### Objective
Pick out every line in the data below that contains the word "screen" and copy each one whole. Matching is case-sensitive.

--- Start of Task input ---

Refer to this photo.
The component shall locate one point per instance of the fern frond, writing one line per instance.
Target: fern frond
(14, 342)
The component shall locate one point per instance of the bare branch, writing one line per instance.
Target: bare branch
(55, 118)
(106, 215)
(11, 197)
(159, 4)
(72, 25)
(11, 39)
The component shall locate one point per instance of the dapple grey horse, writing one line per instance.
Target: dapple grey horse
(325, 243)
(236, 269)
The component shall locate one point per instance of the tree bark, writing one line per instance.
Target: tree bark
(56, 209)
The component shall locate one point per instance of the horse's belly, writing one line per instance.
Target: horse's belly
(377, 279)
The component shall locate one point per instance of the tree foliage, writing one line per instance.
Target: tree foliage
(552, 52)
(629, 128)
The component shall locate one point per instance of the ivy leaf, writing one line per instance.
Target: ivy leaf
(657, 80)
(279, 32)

--- End of Task input ---
--- Start of Task input ---

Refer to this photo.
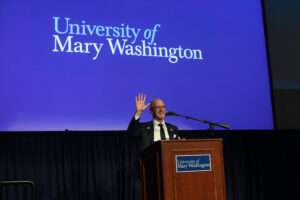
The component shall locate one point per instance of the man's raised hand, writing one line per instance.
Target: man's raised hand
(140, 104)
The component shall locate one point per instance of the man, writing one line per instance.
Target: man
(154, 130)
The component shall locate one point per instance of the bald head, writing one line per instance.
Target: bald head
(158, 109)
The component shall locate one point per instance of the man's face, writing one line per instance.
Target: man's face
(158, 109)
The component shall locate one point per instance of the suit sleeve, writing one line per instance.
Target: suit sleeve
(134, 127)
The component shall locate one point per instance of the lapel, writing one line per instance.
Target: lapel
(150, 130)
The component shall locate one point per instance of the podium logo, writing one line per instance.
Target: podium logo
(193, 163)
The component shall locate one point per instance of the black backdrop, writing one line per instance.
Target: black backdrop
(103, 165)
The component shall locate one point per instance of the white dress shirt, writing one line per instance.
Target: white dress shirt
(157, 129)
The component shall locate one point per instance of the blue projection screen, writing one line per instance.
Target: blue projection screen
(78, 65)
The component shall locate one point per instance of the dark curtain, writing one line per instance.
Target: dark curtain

--- End of Task input ---
--- Start of Task input ---

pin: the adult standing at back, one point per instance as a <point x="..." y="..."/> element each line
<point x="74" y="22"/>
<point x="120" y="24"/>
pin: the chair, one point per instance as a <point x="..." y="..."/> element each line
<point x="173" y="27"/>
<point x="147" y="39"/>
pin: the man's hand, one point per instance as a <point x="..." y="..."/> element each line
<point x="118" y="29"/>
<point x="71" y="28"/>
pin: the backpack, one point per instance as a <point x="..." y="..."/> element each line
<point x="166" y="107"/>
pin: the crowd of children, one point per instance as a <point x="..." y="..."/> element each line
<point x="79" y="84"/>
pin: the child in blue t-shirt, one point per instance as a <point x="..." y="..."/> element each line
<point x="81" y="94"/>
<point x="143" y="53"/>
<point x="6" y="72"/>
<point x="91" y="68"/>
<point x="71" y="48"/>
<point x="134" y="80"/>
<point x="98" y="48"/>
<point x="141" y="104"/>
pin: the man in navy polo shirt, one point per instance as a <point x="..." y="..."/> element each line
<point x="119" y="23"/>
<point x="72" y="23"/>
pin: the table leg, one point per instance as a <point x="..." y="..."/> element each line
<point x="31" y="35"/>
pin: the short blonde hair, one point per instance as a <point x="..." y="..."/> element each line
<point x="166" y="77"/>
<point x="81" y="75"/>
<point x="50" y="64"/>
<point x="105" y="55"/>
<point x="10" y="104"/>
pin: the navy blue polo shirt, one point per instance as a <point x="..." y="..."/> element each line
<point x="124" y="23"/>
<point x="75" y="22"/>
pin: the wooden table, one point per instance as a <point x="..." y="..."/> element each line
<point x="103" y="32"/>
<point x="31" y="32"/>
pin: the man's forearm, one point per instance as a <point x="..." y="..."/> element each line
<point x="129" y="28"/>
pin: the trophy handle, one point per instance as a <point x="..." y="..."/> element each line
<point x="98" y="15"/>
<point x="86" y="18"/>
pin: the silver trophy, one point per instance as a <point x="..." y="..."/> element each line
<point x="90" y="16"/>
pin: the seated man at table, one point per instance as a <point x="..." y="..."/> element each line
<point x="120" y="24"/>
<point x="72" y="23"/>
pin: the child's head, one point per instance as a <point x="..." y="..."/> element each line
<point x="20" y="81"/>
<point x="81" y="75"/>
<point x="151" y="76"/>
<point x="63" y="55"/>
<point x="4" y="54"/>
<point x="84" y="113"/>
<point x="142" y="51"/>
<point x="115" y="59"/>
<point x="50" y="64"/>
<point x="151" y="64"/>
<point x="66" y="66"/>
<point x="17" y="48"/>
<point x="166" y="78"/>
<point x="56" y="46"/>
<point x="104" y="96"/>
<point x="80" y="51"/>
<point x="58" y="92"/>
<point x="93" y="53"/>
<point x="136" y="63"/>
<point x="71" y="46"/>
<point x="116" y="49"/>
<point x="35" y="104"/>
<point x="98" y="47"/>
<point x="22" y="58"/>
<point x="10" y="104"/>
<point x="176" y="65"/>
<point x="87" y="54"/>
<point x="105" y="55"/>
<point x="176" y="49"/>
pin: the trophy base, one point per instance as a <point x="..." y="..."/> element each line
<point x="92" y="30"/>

--- End of Task input ---

### The solution
The component shall locate one point per instance of the blue projection screen, writing one line per instance.
Target: blue projection screen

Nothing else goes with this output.